#### Kısa Yönerge 1:
Keçe metnine göre aşağıdaki soruları yanıtlayın:
(a) Anlatılanlara göre keçeyi keşfeden keçe ustası kimdir?
(b) Keçeyi üreten ve işleyen kişiye ne ad verilir?
(c) Turluk keçelerinin yaklaşık ölçüleri nedir?
#### Kısa Yönerge 2:
Keçe metnini son cümlesinden sonra ele alıp kaldığı yerden sürdürün.

#### Sayfa:
===

Anlatılan anonimlere göre yüz yıllar önce keçenin keşfini yapan, keçe ustası Ebu Said Libabid’dir. Ebu Said Libabid yünü sıkıştırmak için ayaklarıyla döverek (teperek) günlerce uğraşmış. Ancak bu uğraşları bir sonuç vermemiş, Dövülen yünler tekrar açılmaya başlamıştır. Uzun müddet bu işlemi yapan Ebu Said Libabid’dir ne yazıktır ki tekrar aynı sonuca varınca kederinden ağlamaya başlamıştır. Ancak daha sonraları fark etmiştir ki; gözyaşlarının düştüğü yerler dağılmamaktadır. Bunun üzerine Ebu Said Libabid keçeyi döverken su katılması gerektiğini anlamış ve bundan sonra, keçe dövme işlemini su ile yapmaya başlamıştır.
Keçe; yünden imal edilen bir çeşit yaygıdır. Bu yaygıyı (Keçeyi) üreten ve işleyene de “Keçeci” denir. Yüzyıllardan bu yana devam etmekte olan keçe kültürü bir tür el sanatıdır.
Keçe kullanım amacı bakımından sanayileşme devriminden önce birçok alanda kullanılmış ancak teknolojinin ilerlemesi ile bu kullanım alanları gittikçe azalma göstermiştir.
Keçe Çeşitleri
1. Ala keçe (Yazgı Keçesi): Yaygı keçesi de denir. Evlerde, çadırlarda alaçık (kulübe) ve topak evlerde yerlere serilen desenli veya desensiz değişik boyutlarda keçelerdir.
2. Turluk: Genellikle Toroslar’da ve Anadolu’daki Göçerler de alaçık üzerine örtülen düz siyah veya düz kirli renkteki keçelerdir. Yaklaşık olarak ölçüleri 120-130 ile 180-200 cm’dir.

===

İşaretleme veri kümesi alıntıları
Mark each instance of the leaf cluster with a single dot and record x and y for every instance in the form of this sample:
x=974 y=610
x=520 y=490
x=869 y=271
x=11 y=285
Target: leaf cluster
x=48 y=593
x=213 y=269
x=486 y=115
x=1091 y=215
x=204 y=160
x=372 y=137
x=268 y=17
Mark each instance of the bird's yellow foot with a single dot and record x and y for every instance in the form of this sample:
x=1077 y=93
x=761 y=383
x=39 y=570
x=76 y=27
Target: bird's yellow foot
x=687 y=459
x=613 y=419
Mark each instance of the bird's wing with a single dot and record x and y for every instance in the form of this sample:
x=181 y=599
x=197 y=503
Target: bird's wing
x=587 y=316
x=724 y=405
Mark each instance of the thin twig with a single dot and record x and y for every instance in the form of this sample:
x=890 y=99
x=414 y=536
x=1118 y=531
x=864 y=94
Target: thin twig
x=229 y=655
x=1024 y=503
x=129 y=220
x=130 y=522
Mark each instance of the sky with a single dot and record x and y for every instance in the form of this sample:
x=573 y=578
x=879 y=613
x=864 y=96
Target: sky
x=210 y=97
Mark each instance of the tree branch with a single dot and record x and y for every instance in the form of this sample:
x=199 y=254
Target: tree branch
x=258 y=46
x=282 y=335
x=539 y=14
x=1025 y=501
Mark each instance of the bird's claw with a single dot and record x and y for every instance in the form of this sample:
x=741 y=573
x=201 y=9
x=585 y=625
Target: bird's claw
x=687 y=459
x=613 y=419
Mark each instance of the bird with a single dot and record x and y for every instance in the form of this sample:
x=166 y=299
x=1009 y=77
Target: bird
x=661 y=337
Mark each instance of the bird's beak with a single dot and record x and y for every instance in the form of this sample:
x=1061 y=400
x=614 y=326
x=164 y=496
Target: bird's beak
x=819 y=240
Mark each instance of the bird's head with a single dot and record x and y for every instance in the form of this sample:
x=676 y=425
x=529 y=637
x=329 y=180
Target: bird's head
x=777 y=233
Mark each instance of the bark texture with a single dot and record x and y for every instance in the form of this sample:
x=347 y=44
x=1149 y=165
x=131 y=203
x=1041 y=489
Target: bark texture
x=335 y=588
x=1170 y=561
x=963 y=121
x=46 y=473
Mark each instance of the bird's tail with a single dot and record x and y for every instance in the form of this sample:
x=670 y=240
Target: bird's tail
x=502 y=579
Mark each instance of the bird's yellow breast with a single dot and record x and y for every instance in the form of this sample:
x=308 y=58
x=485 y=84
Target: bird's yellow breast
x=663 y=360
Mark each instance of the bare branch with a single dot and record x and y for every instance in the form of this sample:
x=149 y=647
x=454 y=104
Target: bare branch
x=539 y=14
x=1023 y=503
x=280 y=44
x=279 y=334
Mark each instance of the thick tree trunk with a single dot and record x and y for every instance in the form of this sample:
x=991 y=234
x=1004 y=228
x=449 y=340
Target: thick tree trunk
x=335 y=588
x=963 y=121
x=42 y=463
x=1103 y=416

===

#### Görev Yanıtı 1:
(a) Ebu Said Libabid
(b) Keçeci
(c) Yaklaşık 120-130 ile 180-200 cm

#### Görev Yanıtı 2:
3. Süt Keçesi: Bir parmak kalınlığında süt kazanının üzerine örtülen beyaz keçedir. Amacı süt piştikten sonra sütün hem çabuk soğumasını önlemek hem de toz topraktan sütü korumaktır.
4. Yük Keçesi: Göçerlerde yolculuk sırasında eşyaların yağmurdan ve pislikten korunması, yerleşik durumda eşyaların üzerine örtülerek dağınıklığı saklamak amacıyla kullanılır.
5. Eyer Keçesi (Ter Keçesi): Eğerin üzerine geçirilen ve atın sağrısını örten, çoğunlukla saraçlı, tiftik püsküllü desenli veya desensiz keçelerdir.
6. At Keçesi (Belleme): Çıplak at üzerine konularak eğer vazifesi gören, bazen eğerin altına yerleştirilen 2 cm kalınlığındaki bu keçelerin üzerinde zikzaklı fitil ve ay yıldız nakışları bulunur.
7. Deve Keçesi: Develerde havutun (deve semeri) altına konulan düz keçedir.
8. Sargı (Bebe Keçesi): Göçerlerde ve yörüklerde bebeğin kundaklandığı üzeri desenli kare formlu bir keçedir.
9. Kepenek: Çobanlar tarafından giyilen bu keçe, beyaz ya da mor yünden yapılır ve genellikle nakışsız olur. Ancak göğüs kısımlarında nakışlı olanlara da rastlamak mümkündür. Tek parça halinde yapılan, yaz günlerinde gölge sağlamasından dolayı serinlik, kışın ise sıcaklık veren çoban keçeleri dikişli ve dikişsiz olarak ikiye ayrılır. Ustalık ve özen istemesi bakımından dikişsiz türleri daha kıymetlidir.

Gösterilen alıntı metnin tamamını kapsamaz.